BEGIN
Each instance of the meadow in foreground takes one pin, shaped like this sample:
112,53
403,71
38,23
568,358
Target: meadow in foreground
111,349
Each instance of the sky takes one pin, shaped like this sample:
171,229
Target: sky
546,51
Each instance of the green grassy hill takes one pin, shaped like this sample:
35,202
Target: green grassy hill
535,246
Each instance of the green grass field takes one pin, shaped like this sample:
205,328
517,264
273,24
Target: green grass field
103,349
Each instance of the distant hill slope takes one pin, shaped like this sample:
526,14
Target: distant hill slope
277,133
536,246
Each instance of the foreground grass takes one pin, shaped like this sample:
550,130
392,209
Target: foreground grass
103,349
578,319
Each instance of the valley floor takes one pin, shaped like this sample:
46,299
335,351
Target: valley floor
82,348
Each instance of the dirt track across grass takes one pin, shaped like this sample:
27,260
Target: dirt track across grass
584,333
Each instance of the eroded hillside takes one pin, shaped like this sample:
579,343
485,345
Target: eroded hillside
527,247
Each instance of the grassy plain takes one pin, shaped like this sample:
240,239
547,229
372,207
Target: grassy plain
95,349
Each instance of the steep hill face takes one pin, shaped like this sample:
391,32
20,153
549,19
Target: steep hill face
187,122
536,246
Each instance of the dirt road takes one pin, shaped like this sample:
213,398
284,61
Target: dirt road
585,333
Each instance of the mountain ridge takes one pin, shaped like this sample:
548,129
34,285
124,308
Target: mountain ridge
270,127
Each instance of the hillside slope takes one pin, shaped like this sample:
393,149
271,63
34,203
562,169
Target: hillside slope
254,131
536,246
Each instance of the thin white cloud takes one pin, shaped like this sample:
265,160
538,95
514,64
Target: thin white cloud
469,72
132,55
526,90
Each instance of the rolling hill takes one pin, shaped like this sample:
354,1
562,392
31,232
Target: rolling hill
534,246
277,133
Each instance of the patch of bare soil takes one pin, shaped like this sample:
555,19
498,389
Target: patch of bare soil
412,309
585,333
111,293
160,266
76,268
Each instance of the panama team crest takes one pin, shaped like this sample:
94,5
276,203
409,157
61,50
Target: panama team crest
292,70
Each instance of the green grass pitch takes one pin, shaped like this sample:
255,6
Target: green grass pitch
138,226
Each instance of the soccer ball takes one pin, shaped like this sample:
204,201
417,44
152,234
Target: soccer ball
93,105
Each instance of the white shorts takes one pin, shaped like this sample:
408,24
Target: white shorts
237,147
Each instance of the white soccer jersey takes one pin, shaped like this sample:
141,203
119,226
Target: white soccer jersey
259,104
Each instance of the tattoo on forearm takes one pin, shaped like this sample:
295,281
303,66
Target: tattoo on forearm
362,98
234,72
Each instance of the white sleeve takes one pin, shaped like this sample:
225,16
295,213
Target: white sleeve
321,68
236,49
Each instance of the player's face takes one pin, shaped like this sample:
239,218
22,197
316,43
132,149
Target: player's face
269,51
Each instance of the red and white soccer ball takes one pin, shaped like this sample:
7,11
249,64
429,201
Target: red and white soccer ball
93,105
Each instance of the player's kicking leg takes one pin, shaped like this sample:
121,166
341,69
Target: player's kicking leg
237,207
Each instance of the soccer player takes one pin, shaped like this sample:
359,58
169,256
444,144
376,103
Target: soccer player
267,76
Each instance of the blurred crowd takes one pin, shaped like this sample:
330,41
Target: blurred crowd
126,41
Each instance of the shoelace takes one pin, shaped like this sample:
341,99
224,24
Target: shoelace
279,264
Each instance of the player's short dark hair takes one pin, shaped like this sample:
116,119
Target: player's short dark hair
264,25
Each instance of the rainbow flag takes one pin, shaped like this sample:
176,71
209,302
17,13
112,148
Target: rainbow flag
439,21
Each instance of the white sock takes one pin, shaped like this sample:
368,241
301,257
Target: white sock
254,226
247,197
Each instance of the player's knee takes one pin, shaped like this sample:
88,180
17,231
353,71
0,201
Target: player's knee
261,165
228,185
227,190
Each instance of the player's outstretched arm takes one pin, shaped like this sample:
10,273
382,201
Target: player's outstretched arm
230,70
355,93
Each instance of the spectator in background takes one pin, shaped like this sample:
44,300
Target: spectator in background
END
* [Work instruction]: Your task is to repeat the entries exactly.

* [Solution below]:
Each instance of the meadow in foreground takes one pin, shaped like this sample:
112,53
403,71
38,23
568,358
Target: meadow in foreground
111,349
Each instance of the sky takes one pin, shaped like this sample:
171,229
Target: sky
546,51
Each instance of the green grassy hill takes one pin, shaped like this sample:
35,202
Target: green grassy hill
535,246
Each instance of the green grass field takes one pin, shaped like this sample:
205,328
517,264
273,24
Target: green grass field
103,349
Each instance of the distant hill slope takes one pin, shaped like this sample:
526,14
Target: distant hill slope
277,133
536,246
Each instance of the foreground grass takes one pin, shaped like this sample:
550,130
392,209
Target: foreground grass
103,349
578,319
Each instance of the valley floor takes one pin, shaped like this sample:
46,299
335,351
Target: valley floor
82,348
Each instance of the dirt track across grass takes one pin, shaped like this sample:
27,260
Target: dirt track across grass
584,333
Each instance of the eroded hillside takes one pin, shaped like this sample:
579,343
485,345
Target: eroded hillside
527,247
Each instance of the grassy plain takes one pin, shaped like this sample:
240,239
547,229
372,207
Target: grassy plain
95,349
Each instance of the steep hill face takes one pin, shaped like this sample:
391,32
20,153
549,19
Target: steep hill face
187,122
536,246
Each instance of the dirt road takes one pin, shaped like this sample:
213,398
284,61
Target: dirt road
585,333
Each instance of the mountain ridge takes one pin, shaped like this sample:
548,129
34,285
124,308
Target: mountain ridge
270,127
Each instance of the hillside slope takes one pin, shaped like this sample:
393,149
271,63
34,203
562,169
Target: hillside slope
254,131
536,246
Each instance of the thin white cloud takes one pin, shaped like this sample:
265,160
538,95
514,64
Target: thin white cloud
469,72
132,55
526,90
Each instance of the rolling hill takes one pin, shaped like this sample:
354,1
562,392
31,232
Target: rolling hill
534,246
277,133
Each instance of the patch of bare soil takes one pin, shaped like this sample:
555,19
498,389
Target: patch of bare soil
412,309
585,333
111,293
160,266
76,268
Each instance of the panama team crest takes one pin, shaped like this sample:
94,5
276,203
409,157
61,50
Target: panama team crest
292,70
Each instance of the green grass pitch takes one pin, shaped like this sample:
255,6
Target: green grass pitch
138,226
Each instance of the soccer ball takes one pin, shaped like this sample:
204,201
417,44
152,234
Target: soccer ball
93,105
Each instance of the white shorts takes one pin, shaped like this sample:
408,24
Target: white shorts
237,147
Each instance of the white soccer jersey takes one pin, shaped like this sample:
141,203
119,226
Target: white soccer jersey
259,104
Each instance of the tattoo on forearm takes one pin, shaped like this sample:
295,281
303,66
Target: tattoo on forearm
362,98
234,72
Each instance of the white sleeve takes one pin, shaped like this sample:
225,16
295,213
Target: white sleeve
321,68
236,49
Each instance of the player's face takes one pin, shaped like this sample:
239,218
22,197
316,43
132,149
Target: player's face
269,51
Each instance of the red and white soccer ball takes one pin, shaped like this sample:
7,11
249,64
429,201
Target: red and white soccer ball
93,105
Each instance of the player's kicking leg takes one pin, shaped like this sample:
121,166
341,69
Target: player's kicking leg
237,207
Each instance of the soccer player takes one pin, shaped like this sample:
359,58
169,256
444,144
376,103
Target: soccer player
267,76
Each instance of the blurred crowd takes one pin, shaped like this sample:
330,41
Target: blurred crowd
126,41
Each instance of the shoelace takes one pin, shaped like this sample:
341,99
224,24
Target: shoelace
279,264
Each instance of the player's short dark hair takes one pin, shaped like this sample:
116,119
Target: player's short dark hair
264,25
Each instance of the rainbow flag takes one pin, shaped like this sample:
176,71
209,302
17,13
112,148
Target: rainbow flag
439,21
Each instance of the white sock takes one pin, shaped like this sample:
368,241
301,257
Target: white sock
254,226
247,197
Each instance of the player's knee takes one pin, shaped like this sample:
88,180
17,231
353,71
0,201
Target: player's knee
261,165
228,185
227,190
Each instance of the player's outstretched arm takes one pin, shaped like this sample:
10,273
382,201
Target: player's outstretched arm
230,70
355,93
Each instance of the spectator in background takes one pin, shaped like this sample:
44,300
Target: spectator in background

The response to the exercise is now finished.